■ **WHAT IS REQUIRED**
Copy out each line of the entries where the word "knit" is present.

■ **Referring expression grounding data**
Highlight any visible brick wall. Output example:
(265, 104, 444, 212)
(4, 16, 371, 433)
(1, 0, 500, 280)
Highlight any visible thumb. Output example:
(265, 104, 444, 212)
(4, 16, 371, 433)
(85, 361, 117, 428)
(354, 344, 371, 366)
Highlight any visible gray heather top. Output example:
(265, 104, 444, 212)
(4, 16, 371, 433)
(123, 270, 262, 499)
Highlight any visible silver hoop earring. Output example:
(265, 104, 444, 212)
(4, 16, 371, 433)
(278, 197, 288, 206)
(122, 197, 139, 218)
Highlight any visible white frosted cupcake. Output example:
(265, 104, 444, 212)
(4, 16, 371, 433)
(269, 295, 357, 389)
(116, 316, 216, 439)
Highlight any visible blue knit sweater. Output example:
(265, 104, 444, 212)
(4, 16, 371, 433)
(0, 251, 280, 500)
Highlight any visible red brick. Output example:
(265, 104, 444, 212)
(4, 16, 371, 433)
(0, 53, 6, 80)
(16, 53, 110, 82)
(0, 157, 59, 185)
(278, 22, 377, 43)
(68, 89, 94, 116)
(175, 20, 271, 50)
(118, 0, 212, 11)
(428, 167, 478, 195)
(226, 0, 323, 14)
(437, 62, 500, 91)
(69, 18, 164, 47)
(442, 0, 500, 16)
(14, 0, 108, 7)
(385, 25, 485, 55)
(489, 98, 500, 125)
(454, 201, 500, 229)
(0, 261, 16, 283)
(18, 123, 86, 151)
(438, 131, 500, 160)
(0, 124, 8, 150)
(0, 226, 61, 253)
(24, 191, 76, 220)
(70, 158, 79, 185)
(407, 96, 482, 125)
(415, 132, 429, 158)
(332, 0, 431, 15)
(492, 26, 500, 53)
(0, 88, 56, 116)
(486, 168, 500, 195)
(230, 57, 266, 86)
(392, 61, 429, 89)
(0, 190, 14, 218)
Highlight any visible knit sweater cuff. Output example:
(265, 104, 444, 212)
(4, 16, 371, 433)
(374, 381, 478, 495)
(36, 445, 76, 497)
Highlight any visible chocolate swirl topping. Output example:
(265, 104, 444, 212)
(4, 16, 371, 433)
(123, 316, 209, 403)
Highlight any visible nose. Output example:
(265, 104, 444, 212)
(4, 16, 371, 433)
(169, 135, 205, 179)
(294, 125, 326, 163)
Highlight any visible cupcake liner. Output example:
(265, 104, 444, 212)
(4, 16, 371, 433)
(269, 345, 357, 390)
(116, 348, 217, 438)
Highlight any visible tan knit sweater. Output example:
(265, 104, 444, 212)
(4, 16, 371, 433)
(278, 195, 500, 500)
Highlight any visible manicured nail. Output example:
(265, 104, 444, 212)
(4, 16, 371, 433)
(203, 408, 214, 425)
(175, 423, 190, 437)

■ **PROBLEM SOLUTION**
Highlight any visible blue knit sweater. Output example:
Highlight any visible knit sweater cuff. Output example:
Highlight any visible tan knit sweater. Output example:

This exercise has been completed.